MATERIAL FOR THE TASK:
^^^^
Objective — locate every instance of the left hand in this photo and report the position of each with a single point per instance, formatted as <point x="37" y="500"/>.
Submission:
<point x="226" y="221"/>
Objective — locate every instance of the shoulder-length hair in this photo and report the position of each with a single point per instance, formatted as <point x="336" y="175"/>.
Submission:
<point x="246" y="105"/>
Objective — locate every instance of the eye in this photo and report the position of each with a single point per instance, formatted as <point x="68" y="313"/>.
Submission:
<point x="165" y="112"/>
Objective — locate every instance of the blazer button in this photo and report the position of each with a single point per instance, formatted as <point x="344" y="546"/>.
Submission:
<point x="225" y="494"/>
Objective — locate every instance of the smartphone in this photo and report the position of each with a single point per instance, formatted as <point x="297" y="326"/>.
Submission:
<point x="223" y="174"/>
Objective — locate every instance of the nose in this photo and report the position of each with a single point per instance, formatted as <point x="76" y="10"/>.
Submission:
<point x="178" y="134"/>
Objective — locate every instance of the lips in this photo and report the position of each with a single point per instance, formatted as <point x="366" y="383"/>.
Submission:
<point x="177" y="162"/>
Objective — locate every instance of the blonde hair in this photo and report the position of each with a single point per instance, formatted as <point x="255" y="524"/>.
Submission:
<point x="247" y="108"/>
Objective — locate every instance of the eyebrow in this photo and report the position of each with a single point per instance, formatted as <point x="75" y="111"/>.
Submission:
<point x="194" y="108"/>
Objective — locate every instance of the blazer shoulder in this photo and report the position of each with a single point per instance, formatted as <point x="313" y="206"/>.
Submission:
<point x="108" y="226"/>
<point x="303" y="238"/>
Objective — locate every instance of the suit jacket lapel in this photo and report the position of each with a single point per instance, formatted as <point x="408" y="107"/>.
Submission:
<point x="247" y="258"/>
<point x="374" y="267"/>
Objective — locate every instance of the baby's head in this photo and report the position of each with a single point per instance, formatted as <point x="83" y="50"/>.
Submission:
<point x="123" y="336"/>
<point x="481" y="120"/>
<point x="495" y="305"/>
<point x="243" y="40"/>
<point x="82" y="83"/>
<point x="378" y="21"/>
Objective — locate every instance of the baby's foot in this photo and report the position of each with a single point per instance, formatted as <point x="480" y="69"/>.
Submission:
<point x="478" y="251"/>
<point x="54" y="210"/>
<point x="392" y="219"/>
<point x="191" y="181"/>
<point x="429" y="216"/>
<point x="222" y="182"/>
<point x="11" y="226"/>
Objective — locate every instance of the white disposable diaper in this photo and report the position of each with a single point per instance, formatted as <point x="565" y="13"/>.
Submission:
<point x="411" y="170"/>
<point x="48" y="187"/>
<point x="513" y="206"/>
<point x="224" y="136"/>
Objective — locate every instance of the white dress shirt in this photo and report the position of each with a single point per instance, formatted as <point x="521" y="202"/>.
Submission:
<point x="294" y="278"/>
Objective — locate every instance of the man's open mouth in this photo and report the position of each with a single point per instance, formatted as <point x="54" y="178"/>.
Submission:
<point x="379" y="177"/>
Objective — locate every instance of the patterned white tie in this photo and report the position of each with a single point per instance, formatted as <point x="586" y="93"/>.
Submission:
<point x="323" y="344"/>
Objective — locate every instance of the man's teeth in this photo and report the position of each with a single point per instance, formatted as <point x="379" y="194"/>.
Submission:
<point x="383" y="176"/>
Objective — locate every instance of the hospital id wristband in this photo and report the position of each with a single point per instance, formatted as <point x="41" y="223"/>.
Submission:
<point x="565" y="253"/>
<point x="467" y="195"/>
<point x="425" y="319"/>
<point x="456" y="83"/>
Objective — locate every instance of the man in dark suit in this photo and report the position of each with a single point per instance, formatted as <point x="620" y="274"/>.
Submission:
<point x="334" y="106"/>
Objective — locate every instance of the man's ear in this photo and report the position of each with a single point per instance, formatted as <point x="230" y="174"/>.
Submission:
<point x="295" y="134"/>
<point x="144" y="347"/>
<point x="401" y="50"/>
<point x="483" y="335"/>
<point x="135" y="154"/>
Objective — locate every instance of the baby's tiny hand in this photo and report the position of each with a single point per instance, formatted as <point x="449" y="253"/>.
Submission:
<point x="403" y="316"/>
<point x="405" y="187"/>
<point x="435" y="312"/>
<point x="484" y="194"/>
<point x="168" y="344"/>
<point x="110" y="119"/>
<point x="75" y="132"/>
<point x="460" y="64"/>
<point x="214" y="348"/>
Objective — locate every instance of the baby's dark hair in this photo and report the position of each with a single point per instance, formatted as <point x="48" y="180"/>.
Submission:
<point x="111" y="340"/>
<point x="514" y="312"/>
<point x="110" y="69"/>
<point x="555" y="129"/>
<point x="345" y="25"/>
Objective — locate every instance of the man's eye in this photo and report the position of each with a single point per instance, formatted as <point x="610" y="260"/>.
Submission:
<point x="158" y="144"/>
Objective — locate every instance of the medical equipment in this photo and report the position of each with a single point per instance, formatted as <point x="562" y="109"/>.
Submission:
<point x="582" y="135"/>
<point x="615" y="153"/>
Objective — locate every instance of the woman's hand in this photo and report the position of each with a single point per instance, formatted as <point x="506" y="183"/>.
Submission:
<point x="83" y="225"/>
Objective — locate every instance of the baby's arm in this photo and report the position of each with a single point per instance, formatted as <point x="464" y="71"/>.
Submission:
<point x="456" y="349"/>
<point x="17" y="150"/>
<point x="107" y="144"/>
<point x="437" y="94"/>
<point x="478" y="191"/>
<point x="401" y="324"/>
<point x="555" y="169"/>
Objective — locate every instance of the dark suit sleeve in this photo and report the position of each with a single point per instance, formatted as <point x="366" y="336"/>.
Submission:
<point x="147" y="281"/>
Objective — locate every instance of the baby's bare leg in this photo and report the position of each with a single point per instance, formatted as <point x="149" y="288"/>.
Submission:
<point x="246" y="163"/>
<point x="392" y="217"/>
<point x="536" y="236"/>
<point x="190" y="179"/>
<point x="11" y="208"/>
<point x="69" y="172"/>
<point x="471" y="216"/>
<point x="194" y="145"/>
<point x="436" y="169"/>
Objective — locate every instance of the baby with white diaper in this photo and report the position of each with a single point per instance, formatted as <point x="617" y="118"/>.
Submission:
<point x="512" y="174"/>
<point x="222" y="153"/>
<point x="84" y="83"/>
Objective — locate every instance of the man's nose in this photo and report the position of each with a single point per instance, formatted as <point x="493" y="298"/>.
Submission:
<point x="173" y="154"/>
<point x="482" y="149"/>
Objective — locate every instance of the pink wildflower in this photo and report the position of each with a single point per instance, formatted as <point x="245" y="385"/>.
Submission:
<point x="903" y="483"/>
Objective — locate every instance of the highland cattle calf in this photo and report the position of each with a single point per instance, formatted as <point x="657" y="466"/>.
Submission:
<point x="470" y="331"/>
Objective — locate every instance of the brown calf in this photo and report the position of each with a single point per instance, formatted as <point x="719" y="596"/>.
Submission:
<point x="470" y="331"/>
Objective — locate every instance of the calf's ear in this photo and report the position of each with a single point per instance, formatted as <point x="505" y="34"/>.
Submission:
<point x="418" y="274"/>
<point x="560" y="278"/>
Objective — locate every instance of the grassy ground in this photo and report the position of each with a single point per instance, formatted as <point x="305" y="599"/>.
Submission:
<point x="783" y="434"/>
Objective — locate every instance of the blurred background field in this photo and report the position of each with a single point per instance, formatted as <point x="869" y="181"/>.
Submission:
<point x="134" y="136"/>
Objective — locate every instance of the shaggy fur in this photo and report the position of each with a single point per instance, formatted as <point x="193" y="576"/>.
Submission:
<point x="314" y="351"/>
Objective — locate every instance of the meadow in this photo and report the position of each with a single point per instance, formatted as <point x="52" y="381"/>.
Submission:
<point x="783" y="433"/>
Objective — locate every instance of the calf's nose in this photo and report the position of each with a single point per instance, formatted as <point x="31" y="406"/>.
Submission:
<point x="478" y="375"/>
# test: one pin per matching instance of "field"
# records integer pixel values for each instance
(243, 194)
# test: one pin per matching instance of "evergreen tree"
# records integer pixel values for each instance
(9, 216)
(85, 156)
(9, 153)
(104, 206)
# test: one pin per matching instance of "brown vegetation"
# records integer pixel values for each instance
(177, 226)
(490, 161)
^^^^
WHAT YOU SHOULD DO: Lay out the listing as a Markdown table with columns Row and Line. Cover the line containing "Objective — locate every instance of the blurred" through the last line of the listing, inclusive, and number each line while leaving out blank lines.

RESPONSE:
| Row | Line |
|---|---|
| 1 | Objective — locate every instance of the blurred background field in this photo and report the position of each with a single point per instance, formatted as <point x="869" y="181"/>. |
| 2 | Submission: |
| 3 | <point x="134" y="136"/> |
| 4 | Objective — locate every instance of the shaggy fur in this photo and report the position of each with a single point per instance, formatted as <point x="193" y="576"/>. |
| 5 | Submission: |
| 6 | <point x="314" y="351"/> |
| 7 | Objective — locate every instance of the meadow in this photo and report the position of each with a single point per instance, formatted as <point x="52" y="381"/>. |
| 8 | Submission: |
| 9 | <point x="783" y="433"/> |
| 10 | Objective — locate every instance of the calf's nose in this photo and report the position of each with a single point per instance, formatted as <point x="31" y="406"/>. |
| 11 | Submission: |
| 12 | <point x="478" y="375"/> |
| 13 | # test: one pin per matching instance of "field" |
| 14 | # records integer pixel values for each instance |
| 15 | (243, 194) |
| 16 | # test: one pin per matching instance of "evergreen tree" |
| 17 | # records integer pixel values for each instance |
| 18 | (9, 216) |
| 19 | (85, 156) |
| 20 | (9, 153) |
| 21 | (104, 206) |
| 22 | # test: one pin per matching instance of "brown vegetation" |
| 23 | # records integer pixel values for each instance |
| 24 | (177, 226) |
| 25 | (490, 161) |